• [WORK ITEM]:
Within the records below, reproduce without change the lines from the line that has "of the suit" through the line that has "of the hand", and only those.

[Records contained in a dataset]
○ ○ ○

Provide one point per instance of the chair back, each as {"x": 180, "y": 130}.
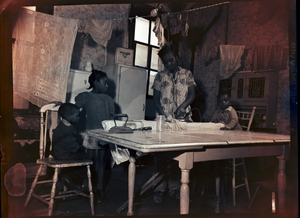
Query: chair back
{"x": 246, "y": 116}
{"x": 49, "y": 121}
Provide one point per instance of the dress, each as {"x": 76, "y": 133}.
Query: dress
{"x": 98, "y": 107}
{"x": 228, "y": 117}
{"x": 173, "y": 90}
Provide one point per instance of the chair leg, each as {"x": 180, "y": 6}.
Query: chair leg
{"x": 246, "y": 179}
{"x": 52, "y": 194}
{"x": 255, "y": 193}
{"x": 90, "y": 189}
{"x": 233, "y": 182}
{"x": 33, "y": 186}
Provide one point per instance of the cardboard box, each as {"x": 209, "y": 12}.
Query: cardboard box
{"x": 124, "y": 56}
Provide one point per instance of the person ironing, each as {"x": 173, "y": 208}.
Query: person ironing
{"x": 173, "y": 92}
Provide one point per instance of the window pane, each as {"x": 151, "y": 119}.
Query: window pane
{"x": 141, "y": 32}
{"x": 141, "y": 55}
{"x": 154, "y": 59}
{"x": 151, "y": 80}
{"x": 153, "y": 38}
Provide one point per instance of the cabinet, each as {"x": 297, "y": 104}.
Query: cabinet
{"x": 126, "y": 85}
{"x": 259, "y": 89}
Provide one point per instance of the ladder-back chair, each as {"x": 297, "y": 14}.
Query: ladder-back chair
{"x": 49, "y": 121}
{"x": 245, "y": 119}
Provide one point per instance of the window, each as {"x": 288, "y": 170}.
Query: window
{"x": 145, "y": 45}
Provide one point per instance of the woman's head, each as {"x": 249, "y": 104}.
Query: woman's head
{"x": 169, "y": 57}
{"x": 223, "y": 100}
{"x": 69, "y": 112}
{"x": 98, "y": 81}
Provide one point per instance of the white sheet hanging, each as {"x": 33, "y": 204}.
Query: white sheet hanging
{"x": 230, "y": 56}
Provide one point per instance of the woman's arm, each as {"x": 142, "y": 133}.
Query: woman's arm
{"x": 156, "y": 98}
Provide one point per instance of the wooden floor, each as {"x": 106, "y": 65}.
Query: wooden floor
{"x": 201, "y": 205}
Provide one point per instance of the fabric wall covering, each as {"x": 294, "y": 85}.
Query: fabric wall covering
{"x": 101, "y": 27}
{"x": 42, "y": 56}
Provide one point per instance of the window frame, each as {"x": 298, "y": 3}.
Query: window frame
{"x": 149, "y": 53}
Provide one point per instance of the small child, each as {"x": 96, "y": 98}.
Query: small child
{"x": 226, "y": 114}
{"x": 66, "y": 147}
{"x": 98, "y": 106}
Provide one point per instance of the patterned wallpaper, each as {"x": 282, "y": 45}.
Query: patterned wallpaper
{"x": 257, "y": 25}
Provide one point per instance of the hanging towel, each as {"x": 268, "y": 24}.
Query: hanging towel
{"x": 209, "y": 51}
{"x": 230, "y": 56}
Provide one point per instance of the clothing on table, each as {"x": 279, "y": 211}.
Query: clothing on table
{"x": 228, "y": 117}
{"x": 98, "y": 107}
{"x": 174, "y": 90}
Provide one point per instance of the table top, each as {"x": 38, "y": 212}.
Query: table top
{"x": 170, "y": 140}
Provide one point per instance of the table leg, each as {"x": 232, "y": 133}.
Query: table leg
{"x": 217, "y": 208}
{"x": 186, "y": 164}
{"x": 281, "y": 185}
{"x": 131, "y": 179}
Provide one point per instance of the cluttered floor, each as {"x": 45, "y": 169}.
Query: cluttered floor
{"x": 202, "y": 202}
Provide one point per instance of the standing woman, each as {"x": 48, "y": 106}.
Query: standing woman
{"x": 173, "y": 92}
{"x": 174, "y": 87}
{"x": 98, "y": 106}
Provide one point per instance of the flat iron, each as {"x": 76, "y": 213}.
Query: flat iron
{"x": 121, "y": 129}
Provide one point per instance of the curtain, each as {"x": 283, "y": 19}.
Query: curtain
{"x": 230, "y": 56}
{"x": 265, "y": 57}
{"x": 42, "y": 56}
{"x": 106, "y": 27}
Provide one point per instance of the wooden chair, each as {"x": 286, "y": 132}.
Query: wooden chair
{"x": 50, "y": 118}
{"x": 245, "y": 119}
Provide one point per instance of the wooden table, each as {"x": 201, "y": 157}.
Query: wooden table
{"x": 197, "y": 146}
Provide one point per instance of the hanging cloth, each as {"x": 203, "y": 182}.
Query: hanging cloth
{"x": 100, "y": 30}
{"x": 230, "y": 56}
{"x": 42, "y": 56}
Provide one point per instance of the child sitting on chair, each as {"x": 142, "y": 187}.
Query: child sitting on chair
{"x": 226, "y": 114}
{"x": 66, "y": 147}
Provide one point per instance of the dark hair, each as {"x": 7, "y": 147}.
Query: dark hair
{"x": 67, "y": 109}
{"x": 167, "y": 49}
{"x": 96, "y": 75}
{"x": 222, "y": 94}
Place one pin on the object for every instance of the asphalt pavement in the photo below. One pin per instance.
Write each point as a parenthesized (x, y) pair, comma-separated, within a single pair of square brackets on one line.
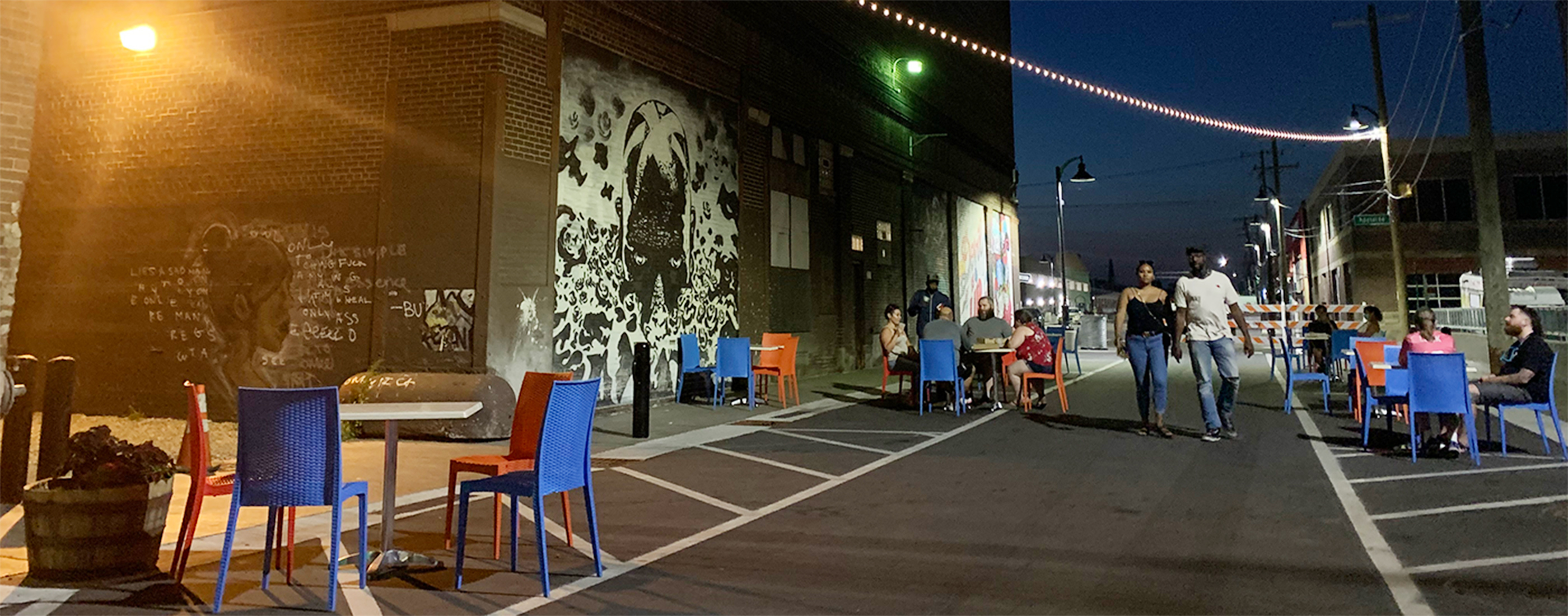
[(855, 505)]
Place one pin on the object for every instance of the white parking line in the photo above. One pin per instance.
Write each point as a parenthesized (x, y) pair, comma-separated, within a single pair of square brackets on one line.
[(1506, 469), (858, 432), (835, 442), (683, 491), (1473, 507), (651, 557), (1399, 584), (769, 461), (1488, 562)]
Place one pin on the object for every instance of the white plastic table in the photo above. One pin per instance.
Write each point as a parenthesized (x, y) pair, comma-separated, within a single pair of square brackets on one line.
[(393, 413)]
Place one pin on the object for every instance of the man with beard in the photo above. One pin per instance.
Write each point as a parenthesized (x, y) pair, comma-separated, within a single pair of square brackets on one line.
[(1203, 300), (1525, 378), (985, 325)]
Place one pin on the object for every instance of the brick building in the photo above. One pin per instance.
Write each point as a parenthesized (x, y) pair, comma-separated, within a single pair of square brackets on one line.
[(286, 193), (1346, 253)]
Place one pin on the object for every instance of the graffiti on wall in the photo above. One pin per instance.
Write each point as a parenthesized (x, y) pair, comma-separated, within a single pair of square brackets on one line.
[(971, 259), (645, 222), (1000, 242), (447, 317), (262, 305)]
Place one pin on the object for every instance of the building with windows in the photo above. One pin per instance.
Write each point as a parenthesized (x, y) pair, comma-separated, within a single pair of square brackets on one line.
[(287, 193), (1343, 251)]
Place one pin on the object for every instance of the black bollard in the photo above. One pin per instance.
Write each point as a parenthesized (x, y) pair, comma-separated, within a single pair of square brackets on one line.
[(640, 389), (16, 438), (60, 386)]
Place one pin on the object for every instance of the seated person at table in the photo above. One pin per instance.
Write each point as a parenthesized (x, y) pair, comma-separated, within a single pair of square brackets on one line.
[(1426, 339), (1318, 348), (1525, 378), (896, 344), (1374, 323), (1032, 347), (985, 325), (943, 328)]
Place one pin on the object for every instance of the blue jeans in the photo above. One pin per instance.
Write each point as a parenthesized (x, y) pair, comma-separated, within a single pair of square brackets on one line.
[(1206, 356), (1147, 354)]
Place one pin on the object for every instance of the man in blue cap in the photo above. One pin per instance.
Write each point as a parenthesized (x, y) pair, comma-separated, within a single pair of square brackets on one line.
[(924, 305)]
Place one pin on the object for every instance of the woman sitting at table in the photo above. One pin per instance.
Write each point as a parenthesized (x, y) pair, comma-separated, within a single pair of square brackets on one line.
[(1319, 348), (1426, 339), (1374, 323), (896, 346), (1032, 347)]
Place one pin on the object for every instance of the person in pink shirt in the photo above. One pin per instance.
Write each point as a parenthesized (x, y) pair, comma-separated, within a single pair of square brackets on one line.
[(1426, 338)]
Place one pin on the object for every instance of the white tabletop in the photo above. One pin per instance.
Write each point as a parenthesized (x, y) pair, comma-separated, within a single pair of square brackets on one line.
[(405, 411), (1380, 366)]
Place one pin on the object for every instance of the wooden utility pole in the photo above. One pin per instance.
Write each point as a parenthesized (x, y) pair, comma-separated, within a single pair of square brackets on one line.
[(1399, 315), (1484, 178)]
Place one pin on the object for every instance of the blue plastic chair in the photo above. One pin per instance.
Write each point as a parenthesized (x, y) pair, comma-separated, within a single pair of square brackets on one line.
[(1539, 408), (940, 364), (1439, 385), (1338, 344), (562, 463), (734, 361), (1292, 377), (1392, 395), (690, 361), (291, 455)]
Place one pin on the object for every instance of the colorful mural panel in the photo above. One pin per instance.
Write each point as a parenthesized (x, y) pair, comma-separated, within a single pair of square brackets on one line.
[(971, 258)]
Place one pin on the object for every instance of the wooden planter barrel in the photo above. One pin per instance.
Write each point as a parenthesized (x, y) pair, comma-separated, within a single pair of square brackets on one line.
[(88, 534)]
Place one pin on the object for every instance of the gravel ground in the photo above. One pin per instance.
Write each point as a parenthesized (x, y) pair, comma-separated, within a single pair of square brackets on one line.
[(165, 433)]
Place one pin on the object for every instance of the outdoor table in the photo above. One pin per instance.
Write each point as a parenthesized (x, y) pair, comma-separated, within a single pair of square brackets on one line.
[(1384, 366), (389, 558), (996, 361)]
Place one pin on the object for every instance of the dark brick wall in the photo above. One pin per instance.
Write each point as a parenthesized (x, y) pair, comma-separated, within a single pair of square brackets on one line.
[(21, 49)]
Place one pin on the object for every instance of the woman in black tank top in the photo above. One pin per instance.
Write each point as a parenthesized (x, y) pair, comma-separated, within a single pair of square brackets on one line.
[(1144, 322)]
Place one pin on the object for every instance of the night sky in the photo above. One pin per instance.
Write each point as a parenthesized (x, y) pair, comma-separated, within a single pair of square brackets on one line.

○ ○ ○

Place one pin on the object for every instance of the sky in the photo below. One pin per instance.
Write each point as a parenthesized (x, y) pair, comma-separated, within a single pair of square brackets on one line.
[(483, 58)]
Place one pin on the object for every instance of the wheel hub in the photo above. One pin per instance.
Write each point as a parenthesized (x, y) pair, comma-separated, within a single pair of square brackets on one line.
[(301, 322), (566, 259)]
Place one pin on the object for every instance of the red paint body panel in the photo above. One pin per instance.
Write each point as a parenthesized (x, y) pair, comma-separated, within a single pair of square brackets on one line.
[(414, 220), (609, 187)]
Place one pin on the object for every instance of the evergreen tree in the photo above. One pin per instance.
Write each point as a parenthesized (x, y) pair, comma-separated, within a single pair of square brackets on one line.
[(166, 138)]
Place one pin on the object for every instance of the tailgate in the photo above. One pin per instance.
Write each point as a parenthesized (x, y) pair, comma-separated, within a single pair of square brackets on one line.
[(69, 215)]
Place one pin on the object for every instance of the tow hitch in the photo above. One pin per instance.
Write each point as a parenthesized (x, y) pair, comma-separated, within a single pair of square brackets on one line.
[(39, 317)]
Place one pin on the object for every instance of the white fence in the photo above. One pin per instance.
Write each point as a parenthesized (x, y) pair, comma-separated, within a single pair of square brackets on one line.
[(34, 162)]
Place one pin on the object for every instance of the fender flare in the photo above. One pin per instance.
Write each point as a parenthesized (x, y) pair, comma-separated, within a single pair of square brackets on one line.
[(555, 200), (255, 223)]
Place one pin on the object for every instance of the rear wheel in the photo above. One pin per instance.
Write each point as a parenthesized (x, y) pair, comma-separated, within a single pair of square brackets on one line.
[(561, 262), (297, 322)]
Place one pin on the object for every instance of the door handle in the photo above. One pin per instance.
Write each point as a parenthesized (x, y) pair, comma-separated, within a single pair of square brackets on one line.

○ ○ ○

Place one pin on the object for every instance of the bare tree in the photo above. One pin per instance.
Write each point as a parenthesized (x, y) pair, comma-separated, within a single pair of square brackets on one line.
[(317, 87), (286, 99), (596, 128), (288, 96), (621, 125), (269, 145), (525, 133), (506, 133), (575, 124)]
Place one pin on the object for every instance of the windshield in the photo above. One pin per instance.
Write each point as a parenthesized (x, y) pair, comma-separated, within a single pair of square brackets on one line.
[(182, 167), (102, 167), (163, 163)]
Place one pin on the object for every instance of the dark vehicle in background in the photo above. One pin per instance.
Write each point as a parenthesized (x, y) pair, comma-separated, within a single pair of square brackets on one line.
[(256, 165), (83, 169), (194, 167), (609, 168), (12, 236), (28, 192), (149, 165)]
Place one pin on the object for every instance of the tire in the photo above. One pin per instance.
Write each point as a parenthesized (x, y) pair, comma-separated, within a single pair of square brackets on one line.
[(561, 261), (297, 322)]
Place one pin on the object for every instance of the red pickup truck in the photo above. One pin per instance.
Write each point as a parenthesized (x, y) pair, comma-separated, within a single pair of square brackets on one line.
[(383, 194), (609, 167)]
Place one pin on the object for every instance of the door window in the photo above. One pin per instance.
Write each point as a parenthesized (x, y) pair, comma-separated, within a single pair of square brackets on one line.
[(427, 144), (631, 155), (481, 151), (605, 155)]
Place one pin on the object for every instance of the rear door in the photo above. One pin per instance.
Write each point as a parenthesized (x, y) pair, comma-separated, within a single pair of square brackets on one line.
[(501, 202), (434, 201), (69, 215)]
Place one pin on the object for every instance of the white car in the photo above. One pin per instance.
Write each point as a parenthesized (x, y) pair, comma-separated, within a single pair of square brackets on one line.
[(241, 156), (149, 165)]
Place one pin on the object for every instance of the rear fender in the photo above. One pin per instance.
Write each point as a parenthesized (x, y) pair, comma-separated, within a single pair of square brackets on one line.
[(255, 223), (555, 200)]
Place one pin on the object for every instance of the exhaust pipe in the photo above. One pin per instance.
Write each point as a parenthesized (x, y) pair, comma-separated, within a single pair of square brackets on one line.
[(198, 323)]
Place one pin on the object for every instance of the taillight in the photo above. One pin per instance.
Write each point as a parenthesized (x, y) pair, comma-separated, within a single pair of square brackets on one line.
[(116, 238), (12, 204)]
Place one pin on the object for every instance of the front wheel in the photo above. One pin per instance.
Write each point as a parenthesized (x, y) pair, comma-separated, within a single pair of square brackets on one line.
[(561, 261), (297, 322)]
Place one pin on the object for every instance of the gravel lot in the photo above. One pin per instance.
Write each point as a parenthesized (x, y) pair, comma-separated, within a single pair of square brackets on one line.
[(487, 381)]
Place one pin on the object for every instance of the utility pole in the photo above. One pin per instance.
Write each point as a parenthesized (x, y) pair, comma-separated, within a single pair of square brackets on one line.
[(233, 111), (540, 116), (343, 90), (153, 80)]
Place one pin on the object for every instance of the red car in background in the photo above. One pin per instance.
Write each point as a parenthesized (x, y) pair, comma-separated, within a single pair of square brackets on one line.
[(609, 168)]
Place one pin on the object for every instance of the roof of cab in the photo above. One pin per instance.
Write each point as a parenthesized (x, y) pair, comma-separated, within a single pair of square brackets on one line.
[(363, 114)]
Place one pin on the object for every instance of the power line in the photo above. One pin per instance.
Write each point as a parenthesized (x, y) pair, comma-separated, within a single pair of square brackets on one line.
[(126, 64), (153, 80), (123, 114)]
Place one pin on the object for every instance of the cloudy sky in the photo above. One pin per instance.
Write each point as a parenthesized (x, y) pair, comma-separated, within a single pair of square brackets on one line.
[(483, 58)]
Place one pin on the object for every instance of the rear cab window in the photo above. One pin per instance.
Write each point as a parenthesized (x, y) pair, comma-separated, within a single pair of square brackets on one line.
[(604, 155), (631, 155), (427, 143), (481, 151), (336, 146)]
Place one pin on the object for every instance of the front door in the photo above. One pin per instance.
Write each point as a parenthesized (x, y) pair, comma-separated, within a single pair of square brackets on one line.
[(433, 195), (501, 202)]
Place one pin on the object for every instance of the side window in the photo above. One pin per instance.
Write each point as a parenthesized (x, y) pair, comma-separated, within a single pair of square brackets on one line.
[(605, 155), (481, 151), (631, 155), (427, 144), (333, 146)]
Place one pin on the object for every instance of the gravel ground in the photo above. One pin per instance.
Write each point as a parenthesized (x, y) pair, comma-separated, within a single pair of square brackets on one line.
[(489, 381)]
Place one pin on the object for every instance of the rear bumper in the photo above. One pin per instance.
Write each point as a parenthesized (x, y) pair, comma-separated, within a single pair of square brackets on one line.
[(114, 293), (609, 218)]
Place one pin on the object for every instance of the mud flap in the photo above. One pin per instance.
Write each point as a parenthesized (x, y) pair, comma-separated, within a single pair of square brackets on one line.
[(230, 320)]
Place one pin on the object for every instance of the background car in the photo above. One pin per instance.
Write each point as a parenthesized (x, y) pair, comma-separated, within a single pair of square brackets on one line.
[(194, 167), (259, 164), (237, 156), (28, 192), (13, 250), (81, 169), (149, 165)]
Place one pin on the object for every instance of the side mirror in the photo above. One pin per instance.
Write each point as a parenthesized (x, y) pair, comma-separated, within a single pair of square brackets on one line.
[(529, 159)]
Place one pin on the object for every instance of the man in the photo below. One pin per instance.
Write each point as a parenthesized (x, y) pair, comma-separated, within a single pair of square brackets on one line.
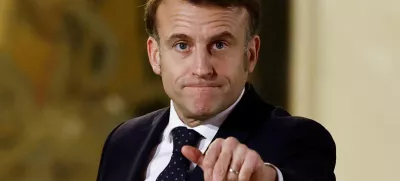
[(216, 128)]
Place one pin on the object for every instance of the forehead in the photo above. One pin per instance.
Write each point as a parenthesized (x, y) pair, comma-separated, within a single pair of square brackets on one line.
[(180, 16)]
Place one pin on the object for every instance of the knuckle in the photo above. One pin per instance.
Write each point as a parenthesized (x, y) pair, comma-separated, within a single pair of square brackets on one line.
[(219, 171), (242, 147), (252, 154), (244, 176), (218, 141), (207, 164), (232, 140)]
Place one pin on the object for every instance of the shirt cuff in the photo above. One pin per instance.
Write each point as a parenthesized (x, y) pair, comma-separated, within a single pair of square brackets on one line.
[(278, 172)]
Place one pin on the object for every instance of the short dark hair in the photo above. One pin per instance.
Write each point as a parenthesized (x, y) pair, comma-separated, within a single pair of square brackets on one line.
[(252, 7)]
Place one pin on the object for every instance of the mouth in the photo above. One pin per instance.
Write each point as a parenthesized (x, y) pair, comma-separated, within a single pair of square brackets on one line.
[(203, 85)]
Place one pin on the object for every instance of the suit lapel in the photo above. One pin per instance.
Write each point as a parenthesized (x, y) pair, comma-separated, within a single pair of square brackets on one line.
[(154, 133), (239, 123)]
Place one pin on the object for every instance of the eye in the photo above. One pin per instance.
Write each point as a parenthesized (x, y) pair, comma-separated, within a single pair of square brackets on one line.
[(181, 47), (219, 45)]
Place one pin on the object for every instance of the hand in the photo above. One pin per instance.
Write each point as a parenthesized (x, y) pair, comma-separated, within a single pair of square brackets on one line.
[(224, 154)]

○ ○ ○

• [ANSWER FOR THE TASK]:
Place one pin on the object for every instance of the suit lapel in the photo above. One pin per instance.
Write each point as a parenthesized (x, y) pair, comma-separated, within a single pair of square brackets on one line.
[(154, 133), (239, 123)]
Place one pin on the object for every instance of the eye in the photo above. One pin per instance.
Write each point as a parenthesized (x, y) pair, comma-separated, within a single pair of square brackets on one line.
[(181, 47), (219, 45)]
Place one pin on the object for every instance of the hand in the photo above. One pin per instance.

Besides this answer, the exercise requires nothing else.